(Entries for bounding box labeling)

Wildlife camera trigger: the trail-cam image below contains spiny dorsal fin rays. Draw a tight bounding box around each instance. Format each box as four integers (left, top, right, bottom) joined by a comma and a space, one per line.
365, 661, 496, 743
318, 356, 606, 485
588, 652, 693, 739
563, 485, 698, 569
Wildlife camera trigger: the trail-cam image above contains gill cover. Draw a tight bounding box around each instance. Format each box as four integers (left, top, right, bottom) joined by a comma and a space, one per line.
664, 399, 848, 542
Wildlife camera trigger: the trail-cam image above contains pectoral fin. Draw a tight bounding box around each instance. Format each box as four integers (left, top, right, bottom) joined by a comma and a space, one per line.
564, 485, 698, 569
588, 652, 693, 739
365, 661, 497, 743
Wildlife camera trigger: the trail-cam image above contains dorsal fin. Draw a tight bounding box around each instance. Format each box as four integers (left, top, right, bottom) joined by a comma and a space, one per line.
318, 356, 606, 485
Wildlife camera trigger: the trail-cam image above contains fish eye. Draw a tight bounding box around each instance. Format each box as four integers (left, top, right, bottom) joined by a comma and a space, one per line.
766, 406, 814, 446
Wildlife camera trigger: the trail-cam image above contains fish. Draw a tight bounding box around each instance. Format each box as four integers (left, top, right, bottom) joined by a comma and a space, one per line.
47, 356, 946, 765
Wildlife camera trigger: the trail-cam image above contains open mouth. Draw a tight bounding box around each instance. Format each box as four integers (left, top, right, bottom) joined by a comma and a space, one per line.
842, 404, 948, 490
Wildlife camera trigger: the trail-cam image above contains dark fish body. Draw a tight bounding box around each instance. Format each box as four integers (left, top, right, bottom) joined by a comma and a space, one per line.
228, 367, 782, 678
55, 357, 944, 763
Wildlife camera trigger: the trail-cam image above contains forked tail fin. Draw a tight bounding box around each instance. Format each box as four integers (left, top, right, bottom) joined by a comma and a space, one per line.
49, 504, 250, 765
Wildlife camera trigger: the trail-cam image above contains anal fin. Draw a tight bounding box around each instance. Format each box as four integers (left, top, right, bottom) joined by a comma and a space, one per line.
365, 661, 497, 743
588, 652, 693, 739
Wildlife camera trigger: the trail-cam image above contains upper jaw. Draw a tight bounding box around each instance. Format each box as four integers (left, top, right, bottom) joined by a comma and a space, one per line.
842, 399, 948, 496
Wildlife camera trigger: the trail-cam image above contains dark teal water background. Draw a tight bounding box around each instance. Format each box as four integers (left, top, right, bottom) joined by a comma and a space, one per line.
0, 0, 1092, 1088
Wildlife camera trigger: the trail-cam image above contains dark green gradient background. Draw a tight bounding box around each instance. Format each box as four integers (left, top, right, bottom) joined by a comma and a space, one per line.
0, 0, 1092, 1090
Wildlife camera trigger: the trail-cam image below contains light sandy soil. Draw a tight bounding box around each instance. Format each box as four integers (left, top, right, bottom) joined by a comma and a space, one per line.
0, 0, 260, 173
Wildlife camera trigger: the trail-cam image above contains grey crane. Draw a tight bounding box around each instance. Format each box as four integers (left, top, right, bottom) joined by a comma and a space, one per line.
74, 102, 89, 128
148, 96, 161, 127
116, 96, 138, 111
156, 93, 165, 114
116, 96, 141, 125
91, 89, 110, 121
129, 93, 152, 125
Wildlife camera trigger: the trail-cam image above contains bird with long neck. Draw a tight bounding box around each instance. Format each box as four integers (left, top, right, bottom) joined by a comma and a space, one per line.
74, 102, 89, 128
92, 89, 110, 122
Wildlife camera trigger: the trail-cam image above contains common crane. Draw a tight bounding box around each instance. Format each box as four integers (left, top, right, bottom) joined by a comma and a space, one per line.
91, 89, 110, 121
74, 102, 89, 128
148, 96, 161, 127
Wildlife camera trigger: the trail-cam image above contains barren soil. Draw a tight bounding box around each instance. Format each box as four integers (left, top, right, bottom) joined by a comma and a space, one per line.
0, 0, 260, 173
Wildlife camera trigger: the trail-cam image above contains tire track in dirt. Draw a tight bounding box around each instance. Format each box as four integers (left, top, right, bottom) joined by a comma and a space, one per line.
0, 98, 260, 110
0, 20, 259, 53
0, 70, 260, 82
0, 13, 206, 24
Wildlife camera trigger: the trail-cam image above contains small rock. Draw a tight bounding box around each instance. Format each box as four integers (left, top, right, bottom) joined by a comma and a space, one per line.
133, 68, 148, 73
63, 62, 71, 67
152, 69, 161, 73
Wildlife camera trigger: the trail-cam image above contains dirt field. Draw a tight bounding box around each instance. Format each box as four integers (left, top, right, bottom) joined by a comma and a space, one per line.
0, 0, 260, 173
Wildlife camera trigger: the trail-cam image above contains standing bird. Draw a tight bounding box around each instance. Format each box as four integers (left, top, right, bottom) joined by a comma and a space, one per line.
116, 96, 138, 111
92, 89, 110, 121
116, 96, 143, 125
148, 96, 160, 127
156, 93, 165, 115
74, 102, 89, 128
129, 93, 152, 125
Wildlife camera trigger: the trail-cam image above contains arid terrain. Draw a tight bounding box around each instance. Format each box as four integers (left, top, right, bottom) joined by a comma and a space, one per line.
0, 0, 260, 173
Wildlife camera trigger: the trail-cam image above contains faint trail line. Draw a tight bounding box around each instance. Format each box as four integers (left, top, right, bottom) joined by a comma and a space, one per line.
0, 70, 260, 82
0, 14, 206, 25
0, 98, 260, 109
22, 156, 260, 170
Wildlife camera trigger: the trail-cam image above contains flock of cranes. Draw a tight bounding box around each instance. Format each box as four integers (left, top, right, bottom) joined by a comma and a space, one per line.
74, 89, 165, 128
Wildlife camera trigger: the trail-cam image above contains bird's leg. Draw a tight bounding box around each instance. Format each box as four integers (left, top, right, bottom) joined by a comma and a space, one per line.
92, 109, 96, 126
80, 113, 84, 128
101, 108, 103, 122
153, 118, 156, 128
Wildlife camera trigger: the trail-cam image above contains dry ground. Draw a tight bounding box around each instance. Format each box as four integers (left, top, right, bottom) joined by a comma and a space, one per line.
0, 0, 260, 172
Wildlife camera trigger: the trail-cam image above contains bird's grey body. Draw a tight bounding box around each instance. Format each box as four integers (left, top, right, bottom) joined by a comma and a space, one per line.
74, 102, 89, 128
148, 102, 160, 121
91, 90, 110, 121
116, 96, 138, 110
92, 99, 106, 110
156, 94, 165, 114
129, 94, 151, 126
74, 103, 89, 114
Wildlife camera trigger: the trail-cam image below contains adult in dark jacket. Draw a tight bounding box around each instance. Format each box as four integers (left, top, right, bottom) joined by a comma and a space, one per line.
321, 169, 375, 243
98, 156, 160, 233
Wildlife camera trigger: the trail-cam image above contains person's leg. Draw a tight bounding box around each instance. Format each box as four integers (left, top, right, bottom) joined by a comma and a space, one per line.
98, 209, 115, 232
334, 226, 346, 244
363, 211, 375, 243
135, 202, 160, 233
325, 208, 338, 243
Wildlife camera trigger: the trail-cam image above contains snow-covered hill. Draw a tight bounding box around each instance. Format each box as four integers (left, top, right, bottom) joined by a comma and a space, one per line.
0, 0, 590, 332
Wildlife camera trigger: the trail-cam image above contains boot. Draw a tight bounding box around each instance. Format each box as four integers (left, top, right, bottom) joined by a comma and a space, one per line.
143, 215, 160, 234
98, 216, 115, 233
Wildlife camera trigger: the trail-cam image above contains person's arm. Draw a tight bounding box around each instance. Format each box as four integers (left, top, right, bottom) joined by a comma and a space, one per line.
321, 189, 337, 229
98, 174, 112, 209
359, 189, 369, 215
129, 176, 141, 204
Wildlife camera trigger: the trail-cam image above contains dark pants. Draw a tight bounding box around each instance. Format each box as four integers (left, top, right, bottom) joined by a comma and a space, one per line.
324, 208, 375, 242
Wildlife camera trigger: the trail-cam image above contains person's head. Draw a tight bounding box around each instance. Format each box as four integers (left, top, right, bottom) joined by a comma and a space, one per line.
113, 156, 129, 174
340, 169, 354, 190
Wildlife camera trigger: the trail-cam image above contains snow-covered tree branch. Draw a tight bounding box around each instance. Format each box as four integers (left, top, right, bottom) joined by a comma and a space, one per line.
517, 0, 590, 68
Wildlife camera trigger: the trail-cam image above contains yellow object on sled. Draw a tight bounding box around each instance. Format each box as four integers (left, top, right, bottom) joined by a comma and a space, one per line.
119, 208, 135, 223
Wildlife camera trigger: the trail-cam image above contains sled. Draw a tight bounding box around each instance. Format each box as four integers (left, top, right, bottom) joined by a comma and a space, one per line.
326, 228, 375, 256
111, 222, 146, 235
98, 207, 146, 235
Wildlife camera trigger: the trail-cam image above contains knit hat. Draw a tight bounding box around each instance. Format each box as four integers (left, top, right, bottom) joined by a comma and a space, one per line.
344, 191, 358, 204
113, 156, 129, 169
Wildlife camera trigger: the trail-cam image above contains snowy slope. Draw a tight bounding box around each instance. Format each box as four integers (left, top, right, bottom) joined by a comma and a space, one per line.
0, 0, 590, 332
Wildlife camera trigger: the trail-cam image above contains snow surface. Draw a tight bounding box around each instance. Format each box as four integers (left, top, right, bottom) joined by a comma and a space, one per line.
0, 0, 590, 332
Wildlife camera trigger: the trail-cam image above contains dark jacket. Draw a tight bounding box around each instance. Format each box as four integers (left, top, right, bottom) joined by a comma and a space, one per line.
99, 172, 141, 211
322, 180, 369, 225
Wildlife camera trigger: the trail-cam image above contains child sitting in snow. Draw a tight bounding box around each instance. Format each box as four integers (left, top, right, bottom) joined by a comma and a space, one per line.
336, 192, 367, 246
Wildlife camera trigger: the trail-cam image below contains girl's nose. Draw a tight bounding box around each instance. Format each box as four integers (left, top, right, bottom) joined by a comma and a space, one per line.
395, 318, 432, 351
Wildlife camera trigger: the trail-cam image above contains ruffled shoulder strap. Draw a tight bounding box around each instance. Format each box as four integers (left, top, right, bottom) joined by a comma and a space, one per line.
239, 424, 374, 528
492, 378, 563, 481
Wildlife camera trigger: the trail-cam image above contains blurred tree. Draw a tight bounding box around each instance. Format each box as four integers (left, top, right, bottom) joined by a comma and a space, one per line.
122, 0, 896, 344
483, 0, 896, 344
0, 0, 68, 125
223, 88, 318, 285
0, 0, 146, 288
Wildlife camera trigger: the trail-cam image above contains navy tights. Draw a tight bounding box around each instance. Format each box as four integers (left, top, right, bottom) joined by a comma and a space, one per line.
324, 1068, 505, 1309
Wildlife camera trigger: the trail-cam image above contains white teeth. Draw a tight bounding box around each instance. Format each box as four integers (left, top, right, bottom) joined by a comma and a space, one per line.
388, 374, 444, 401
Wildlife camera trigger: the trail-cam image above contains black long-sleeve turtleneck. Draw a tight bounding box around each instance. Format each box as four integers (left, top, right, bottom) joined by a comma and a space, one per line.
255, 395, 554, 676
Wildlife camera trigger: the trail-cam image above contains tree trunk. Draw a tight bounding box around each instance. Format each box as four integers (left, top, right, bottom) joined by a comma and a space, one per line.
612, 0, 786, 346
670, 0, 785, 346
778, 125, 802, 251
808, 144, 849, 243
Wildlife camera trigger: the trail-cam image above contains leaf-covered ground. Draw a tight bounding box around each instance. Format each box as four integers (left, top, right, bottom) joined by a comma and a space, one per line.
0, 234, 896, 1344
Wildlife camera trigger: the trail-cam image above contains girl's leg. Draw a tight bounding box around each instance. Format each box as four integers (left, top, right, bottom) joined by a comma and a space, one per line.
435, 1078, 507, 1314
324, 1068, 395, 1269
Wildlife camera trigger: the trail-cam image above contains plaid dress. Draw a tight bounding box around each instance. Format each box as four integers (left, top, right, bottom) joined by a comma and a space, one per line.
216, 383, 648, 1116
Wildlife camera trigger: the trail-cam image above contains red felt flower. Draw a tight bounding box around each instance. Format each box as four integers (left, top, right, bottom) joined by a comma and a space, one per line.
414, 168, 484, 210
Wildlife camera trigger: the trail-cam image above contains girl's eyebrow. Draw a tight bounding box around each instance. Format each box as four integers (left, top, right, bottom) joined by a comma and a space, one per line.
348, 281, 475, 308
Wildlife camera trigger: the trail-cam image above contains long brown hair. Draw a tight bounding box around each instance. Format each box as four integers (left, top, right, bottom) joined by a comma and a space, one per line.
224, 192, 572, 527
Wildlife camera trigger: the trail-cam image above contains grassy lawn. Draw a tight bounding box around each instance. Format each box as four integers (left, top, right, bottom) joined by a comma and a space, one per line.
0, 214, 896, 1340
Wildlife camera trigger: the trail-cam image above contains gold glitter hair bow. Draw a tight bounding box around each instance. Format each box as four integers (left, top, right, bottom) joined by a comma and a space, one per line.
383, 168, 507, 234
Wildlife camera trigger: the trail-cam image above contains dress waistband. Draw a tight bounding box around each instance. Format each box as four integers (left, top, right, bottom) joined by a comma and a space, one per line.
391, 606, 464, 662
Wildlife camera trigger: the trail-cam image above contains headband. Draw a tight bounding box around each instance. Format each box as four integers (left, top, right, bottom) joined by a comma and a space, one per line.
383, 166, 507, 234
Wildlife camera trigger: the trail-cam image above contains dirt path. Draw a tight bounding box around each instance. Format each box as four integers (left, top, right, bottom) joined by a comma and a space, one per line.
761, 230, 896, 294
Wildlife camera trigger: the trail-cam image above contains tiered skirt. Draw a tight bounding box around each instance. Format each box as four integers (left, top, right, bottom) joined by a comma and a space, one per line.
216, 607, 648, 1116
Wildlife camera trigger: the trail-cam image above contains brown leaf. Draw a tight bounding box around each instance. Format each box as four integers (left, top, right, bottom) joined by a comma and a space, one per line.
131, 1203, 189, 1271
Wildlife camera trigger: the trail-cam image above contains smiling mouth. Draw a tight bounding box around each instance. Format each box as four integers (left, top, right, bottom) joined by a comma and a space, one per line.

• [TASK DETAILS]
Copy out the rows word for word, starting at the line that contains "contains person's leg." and stopping after the line that contains "325, 208, 338, 243", with both of those lines included.

• [THE ANSWER]
Wildlife camera trigger: the trail-cam image above contains person's leg. Draw a tight bounding box around each instance. Format each box as four integers (left, top, right, bottom) joined by a comma and a space, one per line.
98, 209, 115, 232
334, 226, 346, 244
363, 211, 375, 243
135, 202, 160, 233
325, 208, 338, 243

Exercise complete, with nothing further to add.